Have you talked with trusted adults in her life and have a communication plan with them regarding this?
Do you think that she might feel trapped in the identity that she’s created and feel anxiety about how to form a new one, after this experiment with being a boy has not gone as planned?
Have you talked to her about this?
During this adolescent period of risk taking and identity formation, what relationship do risks and consequences play in this stage of development?
Have you researched the process of “detransition” and how young adults describe their experiences from identification as transgender to and through the process of detransition?
Have you talked to your insurance carrier to ask if they will cover reconstructive surgery for our daughter (to reconstruct her breasts, for example) if she changes her mind when she’s 18 or even 24?
If insurance does not cover detransition, are you willing to pay out of pocket for those treatments and surgeries?
Are you willing to pay for a uterus transplant if our daughter decides that she wants to have children but the testosterone that was injected has made her uterus unviable for pregnancy?
At what age do you expect our daughter to pay for her own healthcare costs related to medical decisions that were made by you when she was a minor child?
In my parent support groups, we discuss acceptable levels of allowing children to have to accept the consequences of their actions, versus having a parent veto decisions in order to prevent consequences that would be long lasting, if not permanently damaging.
Is it an acceptable consequence to our daughter’s risk to have her body permanently change due to medical interventions that she demanded after just becoming a teenager?
Is that simply a consequence that she will have to deal with because of her actions?
What responsibility do you have as a parent who has medical decision making authority and are responsible for consenting to such demands?
Is it responsible or irresponsible as a parent to allow a 13 year old to determine what happens to her body in the medical setting, and if it is responsible, why doesn’t the law allow for minor teenagers to make those decisions?
Does the law need to catch up to how smart teenagers are nowadays?
Is our daughter a typical teenager?
Is she atypical?
In what ways?
Since we all grow and change as we go through life, just like you and I did from the time we married to the time we divorced,
Have you considered regrets?

--- PROVIDED MATERIAL ---
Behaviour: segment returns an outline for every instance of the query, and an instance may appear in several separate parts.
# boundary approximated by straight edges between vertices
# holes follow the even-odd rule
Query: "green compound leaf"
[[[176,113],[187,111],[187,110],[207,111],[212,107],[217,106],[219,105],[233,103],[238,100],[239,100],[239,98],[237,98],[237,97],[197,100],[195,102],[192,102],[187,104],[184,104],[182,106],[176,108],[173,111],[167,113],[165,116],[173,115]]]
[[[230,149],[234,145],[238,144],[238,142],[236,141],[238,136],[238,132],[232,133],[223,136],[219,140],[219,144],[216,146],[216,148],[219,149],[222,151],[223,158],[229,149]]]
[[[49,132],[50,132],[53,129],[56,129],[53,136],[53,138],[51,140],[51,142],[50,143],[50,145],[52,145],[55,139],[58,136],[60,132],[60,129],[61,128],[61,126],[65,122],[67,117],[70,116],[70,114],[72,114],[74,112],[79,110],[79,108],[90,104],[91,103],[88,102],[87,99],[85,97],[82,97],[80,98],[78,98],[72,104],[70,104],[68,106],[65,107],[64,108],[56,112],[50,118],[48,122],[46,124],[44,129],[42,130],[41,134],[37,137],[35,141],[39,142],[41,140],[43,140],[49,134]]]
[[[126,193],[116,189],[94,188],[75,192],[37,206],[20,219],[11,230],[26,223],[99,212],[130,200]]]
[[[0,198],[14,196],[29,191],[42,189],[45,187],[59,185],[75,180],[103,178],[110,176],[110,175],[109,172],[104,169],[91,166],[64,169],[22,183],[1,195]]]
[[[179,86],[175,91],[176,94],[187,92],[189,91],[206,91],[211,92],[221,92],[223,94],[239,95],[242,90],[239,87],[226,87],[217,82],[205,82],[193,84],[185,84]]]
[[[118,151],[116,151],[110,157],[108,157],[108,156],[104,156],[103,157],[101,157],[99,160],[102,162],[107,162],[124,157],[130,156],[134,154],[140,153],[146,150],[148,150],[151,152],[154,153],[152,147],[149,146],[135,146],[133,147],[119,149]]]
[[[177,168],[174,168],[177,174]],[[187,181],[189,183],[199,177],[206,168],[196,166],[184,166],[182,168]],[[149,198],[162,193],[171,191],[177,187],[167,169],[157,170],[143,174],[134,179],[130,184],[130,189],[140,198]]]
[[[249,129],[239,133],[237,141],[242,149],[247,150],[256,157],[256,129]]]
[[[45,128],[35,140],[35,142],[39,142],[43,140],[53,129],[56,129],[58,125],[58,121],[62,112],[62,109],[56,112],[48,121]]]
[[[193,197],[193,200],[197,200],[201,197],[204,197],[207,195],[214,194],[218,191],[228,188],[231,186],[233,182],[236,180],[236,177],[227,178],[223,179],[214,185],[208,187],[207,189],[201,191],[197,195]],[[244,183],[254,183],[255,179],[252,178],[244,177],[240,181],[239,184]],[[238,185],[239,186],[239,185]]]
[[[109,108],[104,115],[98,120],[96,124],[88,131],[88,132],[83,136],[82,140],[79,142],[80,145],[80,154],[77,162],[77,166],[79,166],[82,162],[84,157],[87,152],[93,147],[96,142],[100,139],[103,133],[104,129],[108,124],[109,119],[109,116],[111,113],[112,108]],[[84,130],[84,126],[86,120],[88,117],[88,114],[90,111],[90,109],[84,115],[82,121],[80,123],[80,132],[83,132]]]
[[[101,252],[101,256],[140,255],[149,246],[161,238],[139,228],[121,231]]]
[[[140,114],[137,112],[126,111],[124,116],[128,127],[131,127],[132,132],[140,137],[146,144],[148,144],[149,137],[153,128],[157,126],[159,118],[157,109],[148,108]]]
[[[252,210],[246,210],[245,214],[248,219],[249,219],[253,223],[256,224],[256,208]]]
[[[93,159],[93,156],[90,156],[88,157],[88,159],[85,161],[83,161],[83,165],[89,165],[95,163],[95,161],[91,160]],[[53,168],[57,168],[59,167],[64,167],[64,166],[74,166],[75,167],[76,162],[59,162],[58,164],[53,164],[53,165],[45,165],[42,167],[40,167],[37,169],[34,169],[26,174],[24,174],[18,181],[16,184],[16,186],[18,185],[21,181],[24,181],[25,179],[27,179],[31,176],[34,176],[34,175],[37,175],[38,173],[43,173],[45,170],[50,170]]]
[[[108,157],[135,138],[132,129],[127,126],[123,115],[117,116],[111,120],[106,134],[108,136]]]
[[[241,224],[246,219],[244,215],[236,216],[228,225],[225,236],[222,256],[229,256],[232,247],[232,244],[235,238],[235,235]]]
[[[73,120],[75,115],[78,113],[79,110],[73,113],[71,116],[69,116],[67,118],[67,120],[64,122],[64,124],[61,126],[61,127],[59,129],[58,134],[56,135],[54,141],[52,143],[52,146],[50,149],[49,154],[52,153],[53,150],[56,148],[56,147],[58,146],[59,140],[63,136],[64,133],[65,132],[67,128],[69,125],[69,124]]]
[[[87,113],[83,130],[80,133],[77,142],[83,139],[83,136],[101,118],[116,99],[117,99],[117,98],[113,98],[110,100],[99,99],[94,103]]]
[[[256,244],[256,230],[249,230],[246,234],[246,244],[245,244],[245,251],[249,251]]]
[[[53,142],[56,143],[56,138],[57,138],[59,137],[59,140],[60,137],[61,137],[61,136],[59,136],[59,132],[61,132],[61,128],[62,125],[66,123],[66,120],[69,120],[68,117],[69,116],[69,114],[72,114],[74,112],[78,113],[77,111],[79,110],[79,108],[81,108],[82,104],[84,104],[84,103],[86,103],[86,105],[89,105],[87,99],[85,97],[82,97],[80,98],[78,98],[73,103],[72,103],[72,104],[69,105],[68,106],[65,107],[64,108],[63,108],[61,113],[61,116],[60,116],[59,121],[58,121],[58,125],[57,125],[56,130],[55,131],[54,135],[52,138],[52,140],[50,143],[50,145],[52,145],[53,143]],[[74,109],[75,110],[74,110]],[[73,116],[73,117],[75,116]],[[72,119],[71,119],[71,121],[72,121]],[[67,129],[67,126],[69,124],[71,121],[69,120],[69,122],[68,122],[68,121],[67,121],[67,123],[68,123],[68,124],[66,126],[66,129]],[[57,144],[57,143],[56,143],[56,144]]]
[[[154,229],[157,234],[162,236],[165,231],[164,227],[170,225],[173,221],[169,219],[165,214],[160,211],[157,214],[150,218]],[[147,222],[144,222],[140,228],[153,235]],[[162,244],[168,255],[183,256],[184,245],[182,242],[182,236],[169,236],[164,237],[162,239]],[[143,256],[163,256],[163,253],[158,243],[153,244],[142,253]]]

--- TASK DIRECTIONS ---
Continue the passage of questions addressed to the other parent about their daughter's gender transition, picking up after its last line rather than the data.

--- OUTPUT OF THE EXERCISE ---
Have you considered that our daughter may regret the decisions that she’s made (or will make) regarding her identity and her body?
Do you feel that the responsibility for her choices falls solely on her or what role do the adults in her life play?
Do you think that she will go on to live happily as a man?
Is she aware that testosterone injections will be required in order to maintain some physical characteristics of being a man?
What social and physical impacts might her decisions now have on her adult life?
If she decides that she wants to be a girl/woman again, will she be frustrated by being misidentified as a man on the telephone and in person because of the changes to her body that cannot be reversed, such as her deepened voice, hard jaw line, and facial hair?
Are her wishes like a Pandora’s box, seemingly remedying a problem but, in reality, creating a whole new set of unexpected and serious troubles?
Can a 13 year old make long term decisions with permanent consequences?
What role do parents play in the decision-making process, and what responsibility do they hold as adults as stewards of children with a history of anxiety and depression?
These are questions that I have been asked and have discussed with other parents in the same situation. I hope that you will consider them, since you have petitioned to take full control of medical decision making for our child. With that power comes responsibility, and as our child is a minor, you would become wholly and completely responsible for medical decisions. I trust that you have thoroughly considered that before you filed that petition with the court.
Thank you for taking the necessary time to think about all these important questions.